==== SELECTED EXCERPT ====

According to him, those traits were akin to those of the ruling classes in Asian societies. Curiously, Brazilian Conservatives at that time also put forward proposals for alternative immigration projects, aimed at the introduction of Chinese workers.  Again, Scully disapproved of the initiative and wrote successive articles in defence of his arguments on this question. Further, Scully stressed, rather threateningly, that:

 

[…] the Brazilian educated classes have through indolence and pride abandoned to the more utilitarian foreigner engineering, mining, trades, commerce, and manufactures, and leave the resources and the riches of their wonderful country undeveloped until the educated science of some enterprising foreigner finds out the treasure and turns it to his own advantage. (8 April, 1865.)

 

Nearly a century after Scully’s first articles in The Anglo-Brazilian Times, the late Brazilian sociologist Gilberto de Mello Freyre, in his classical work on the Brazilian colonial and imperial societies, The Masters and the Slaves, quoted several European observers whose impressions of the education of the young Brazilian male clearly matched Scully’s perceptions and apprehensions about the fate of the country’s ruling elite.  Freyre noted that the main concern of Brazilian young males was ‘to syphilize themselves as soon as possible, thereby acquiring those glorious scars in the bouts of Venus that Spix and Martius were so horrified to see Brazilians proudly displaying.’[26] Scully’s opinions might be endorsed by the quotation below, again from Freyre:

 

The Brazil of our grandfathers and great-grandfathers came near to being a land without children.  At the age of seven many a shaver could repeat for you by heart the names of the European capitals, could tell you the ‘three enemies of the soul,’ could add, subtract, multiply, and divide, decline in Latin, and recite in French.  We may picture him as he looked at his first communion: black topcoat and black boots –all this funereal black contrasting with the sickly yellow of his anaemic countenance. It was then that the child became a youth.[27]

 

Other remarks bluntly made by Scully on the Brazilian aristocracy’s lifestyle, however, did touch on a rather sensitive aspect of the image of the Brazilian male:

 

[...] Again we repeat that mind and body react upon each other and enervate together, and we warn our Brazilian youth that, if they suffer to degenerate and become emasculated through their indolence and contempt for usefulness, they will ere long endure the mortification of being ousted even out of their present stronghold of the public service, by those other classes whose pursuits they affect so much to scorn, when once the energies that win for these their wealth be directed to the loaves and fishes of government employ. (8 April, 1865.)

==== GIVEN ENTRIES ====

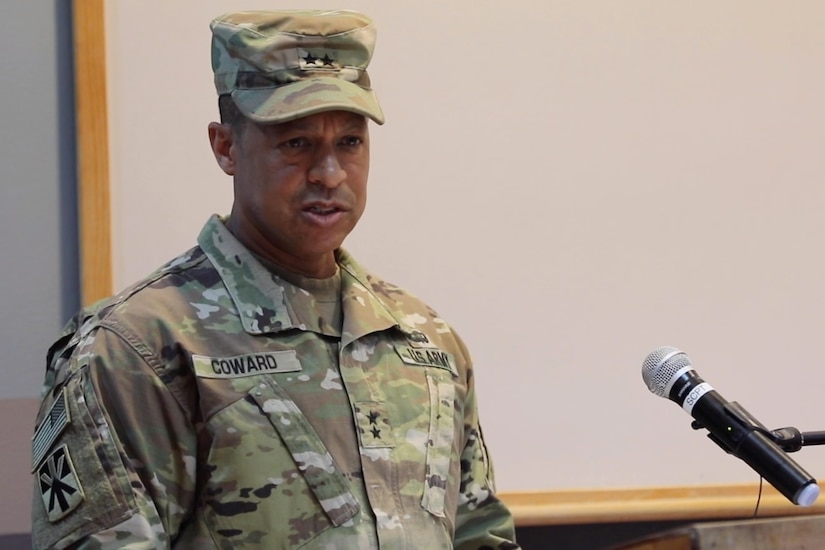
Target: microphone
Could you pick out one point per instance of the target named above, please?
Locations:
(668, 373)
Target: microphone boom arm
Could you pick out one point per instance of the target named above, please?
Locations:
(789, 439)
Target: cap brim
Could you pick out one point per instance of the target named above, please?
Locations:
(307, 97)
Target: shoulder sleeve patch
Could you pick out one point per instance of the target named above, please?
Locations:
(81, 485)
(50, 428)
(59, 487)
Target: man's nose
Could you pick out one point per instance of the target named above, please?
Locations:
(327, 169)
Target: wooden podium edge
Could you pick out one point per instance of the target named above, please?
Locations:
(583, 506)
(94, 216)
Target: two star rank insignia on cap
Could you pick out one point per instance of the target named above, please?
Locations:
(312, 62)
(57, 479)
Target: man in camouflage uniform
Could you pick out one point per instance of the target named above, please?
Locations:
(263, 390)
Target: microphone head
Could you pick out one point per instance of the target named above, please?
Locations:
(661, 368)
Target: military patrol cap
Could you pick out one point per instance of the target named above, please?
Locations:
(283, 65)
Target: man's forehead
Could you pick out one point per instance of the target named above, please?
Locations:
(345, 119)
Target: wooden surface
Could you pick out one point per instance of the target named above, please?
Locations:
(767, 534)
(650, 504)
(92, 150)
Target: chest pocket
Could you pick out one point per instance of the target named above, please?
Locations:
(272, 481)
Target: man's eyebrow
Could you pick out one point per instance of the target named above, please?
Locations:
(354, 122)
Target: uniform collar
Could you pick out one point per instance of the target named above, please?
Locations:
(265, 303)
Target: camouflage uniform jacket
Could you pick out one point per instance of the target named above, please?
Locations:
(204, 407)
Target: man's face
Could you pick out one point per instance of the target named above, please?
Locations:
(300, 186)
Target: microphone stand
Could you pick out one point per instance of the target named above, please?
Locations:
(789, 439)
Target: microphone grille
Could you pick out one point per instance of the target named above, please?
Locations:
(660, 366)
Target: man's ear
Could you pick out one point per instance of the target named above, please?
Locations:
(222, 140)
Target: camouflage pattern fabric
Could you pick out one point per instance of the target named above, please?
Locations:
(283, 65)
(208, 406)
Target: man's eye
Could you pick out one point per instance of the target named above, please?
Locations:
(352, 141)
(295, 143)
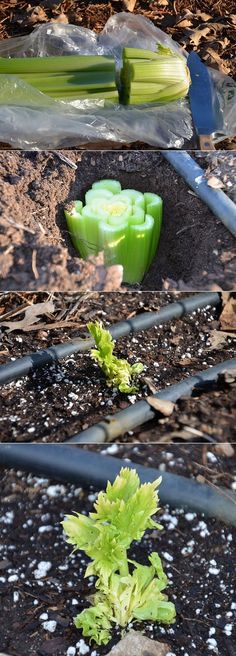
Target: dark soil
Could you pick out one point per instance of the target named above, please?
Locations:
(203, 25)
(196, 251)
(58, 401)
(198, 554)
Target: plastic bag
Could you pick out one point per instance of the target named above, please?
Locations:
(32, 120)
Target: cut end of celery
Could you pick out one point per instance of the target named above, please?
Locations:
(123, 223)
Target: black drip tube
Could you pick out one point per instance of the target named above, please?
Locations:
(113, 426)
(23, 366)
(75, 465)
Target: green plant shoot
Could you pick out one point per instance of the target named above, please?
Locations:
(125, 590)
(119, 373)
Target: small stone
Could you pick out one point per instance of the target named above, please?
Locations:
(136, 644)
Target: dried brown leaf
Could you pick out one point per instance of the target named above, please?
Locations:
(218, 338)
(62, 18)
(225, 449)
(129, 4)
(32, 314)
(203, 16)
(198, 34)
(37, 15)
(216, 58)
(185, 23)
(164, 407)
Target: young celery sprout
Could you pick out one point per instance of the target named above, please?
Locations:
(125, 590)
(119, 373)
(125, 224)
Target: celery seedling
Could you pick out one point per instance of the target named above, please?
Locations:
(125, 224)
(125, 590)
(119, 373)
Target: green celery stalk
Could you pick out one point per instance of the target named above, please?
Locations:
(154, 207)
(56, 64)
(97, 194)
(77, 228)
(113, 240)
(110, 185)
(124, 224)
(138, 250)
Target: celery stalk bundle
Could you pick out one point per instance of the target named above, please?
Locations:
(67, 77)
(148, 76)
(125, 224)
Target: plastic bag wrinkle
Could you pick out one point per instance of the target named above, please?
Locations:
(30, 119)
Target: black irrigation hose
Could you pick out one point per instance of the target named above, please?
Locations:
(87, 468)
(219, 203)
(113, 426)
(23, 366)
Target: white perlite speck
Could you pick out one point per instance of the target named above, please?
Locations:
(83, 648)
(212, 645)
(168, 556)
(55, 490)
(50, 626)
(228, 629)
(43, 568)
(16, 596)
(43, 616)
(13, 578)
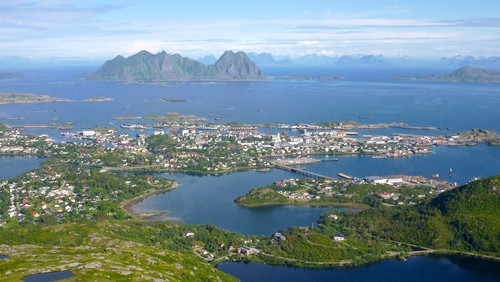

====

#### [STATED PROBLEM 1]
From the passage on Scully and the Brazilian elite, extract the text from "[…] the Brazilian" to "advantage. (8 April, 1865.)".
#### [STATED PROBLEM 2]
Based on the passage on Scully and the Brazilian elite, say whether each statement agrees with it: (a) Scully backed the proposals to bring Chinese workers to Brazil; (b) Freyre's work on Brazilian colonial and imperial societies is titled The Masters and the Slaves; (c) Scully's articles appeared in The Anglo-Brazilian Times.

#### [FINAL ANSWER 1]
[…] the Brazilian educated classes have through indolence and pride abandoned to the more utilitarian foreigner engineering, mining, trades, commerce, and manufactures, and leave the resources and the riches of their wonderful country undeveloped until the educated science of some enterprising foreigner finds out the treasure and turns it to his own advantage. (8 April, 1865.)

#### [FINAL ANSWER 2]
(a) No: "Again, Scully disapproved of the initiative"
(b) Yes: "in his classical work on the Brazilian colonial and imperial societies, The Masters and the Slaves"
(c) Yes: "Nearly a century after Scully’s first articles in The Anglo-Brazilian Times"